I normally don't talk about my characters as "telling" me things-- not that I have anything against that phrasing when other people do it, but it doesn't generally occur to me to phrase something as "Yves finally told me X thing about himself" instead of just "I finally realized X thing about Yves." Cause, well, I don't know about your characters, but my characters' consciousness does not entail an awareness of my existence as such. So although I love them deeply and there are several metaphors I could employ for the author-character relationship, I generally do not think of them as "telling me things," except by accident when I am spying on them from portable bushes and cunningly disguised character-blinds.
But writing Lee, that's been like--
--okay, imagine being a therapist for an incredibly shy, withdrawn person, someone who doesn't even want to be in therapy, but he has to (because you, the therapist, also happen to be his employer, and also his mom, and also God), and for the first four months of weekly sessions he answers in monosyllables and stares out the window, and sometimes looks up really sharply at a certain question, but then lapses back into silence. And you love him so much, and it's driving you nuts that you can't get him to open up, but you understand and you know he's scared (as you should, because you're the one who made him that way) so you just wait, and give him time. And then all of a sudden, in session number seventeen, he starts talking. Very quietly, so you have to learn forward and listen hard, but non-stop, and it's just this flood, and there's so much there, and you're scrambling and scribbling desperately to get it all down and he's just… spilling. He's still quiet. But now he speaks.
It's not a precise analogy, but writing Lee has been incredibly exciting in that way. I edit and re-edit the scenes where he's just thinking about stuff, because I worry that I'm going on too long, that this stuff is not half as interesting to anyone who is not Lee's therapist/boss/mom/supreme being (and many thanks to those of you who do mention that you like those introspective bits, because it makes me feel way better about it). But I'm just so thrilled he's finally telling me these things. So to speak.
Thing is, now that patience and persistence have yielded such fruit with Lee-- and, for that matter, with Jer, though I always intended to see Jer through to here-- I'm really starting to regret giving Jesse such short shrift. It was a matter of lack of patience on my part, really-- Jesse was just so... fuckoffgeroffme, getting anything out of him was like pulling teeth. I know it's my own fault for creating a character with his particular damage, and I loved him as I love all my characters,* but he was very difficult for me. And now I look at Jesse's story and I'm like "I did not finish this story."

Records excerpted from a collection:
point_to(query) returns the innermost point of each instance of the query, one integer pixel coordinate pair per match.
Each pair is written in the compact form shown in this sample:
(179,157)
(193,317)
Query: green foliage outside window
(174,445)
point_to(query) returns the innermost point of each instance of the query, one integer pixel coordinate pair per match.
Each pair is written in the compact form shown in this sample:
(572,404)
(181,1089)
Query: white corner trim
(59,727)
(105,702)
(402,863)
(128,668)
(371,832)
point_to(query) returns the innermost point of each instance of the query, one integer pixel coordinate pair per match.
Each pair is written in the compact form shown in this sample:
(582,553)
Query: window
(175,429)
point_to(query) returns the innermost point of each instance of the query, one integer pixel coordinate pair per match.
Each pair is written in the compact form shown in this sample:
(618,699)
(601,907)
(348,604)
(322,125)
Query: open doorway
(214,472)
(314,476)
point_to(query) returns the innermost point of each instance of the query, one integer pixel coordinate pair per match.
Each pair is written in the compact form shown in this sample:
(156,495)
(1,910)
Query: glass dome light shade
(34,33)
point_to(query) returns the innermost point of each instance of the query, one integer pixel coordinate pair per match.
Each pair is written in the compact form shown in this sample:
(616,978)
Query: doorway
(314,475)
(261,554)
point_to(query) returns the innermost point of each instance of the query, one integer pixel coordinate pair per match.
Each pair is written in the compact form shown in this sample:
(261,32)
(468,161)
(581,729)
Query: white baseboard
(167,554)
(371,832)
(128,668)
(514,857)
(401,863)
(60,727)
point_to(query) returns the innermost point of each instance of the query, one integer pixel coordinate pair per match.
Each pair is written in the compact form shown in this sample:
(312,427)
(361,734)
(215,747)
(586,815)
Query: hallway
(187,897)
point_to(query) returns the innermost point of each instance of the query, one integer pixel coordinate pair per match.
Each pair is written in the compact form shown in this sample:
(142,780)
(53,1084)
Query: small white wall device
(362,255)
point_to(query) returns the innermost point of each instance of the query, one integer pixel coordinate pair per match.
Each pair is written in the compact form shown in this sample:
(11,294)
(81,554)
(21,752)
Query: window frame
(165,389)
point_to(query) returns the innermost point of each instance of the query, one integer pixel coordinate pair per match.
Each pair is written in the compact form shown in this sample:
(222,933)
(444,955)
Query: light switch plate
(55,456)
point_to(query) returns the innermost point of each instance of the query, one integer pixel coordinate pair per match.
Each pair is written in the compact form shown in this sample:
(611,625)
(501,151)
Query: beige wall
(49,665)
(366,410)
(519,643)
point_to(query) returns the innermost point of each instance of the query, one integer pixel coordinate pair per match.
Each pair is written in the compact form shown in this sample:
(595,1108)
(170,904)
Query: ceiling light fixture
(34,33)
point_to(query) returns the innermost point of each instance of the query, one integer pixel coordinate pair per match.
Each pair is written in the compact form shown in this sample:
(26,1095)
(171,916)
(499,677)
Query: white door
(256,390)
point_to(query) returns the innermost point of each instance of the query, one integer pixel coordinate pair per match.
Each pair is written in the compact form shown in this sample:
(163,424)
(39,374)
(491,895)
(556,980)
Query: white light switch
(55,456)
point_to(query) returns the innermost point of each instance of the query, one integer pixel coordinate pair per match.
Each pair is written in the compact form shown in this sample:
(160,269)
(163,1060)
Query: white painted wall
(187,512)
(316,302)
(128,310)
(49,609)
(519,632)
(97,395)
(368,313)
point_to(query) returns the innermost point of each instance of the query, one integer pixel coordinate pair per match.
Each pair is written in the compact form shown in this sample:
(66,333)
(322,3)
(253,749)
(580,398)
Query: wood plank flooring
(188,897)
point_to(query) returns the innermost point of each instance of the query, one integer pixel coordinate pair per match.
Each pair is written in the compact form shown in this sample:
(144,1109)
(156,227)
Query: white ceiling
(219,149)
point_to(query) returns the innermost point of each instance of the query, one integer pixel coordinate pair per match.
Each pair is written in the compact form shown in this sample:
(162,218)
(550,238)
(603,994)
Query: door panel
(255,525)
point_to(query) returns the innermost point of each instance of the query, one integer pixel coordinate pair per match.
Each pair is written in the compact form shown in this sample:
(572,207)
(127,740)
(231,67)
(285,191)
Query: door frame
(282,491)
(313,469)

Required action 1 |
Answer these questions from the post about writing Lee:
(a) For how long did the imagined patient answer in monosyllables?
(b) In which session does he start talking?
(c) Which character does the writer regret giving short shrift?
Required action 2 |
Translate this sentence from the post about writing Lee into Spanish: "It's not a precise analogy, but writing Lee has been incredibly exciting in that way."
The records are separate material and bear no relation to the post about writing Lee.

Exercise answer 1 |
(a) For the first four months of weekly sessions.
(b) Session number seventeen.
(c) Jesse.

Exercise answer 2 |
No es una analogía precisa, pero escribir a Lee ha sido increíblemente emocionante en ese sentido.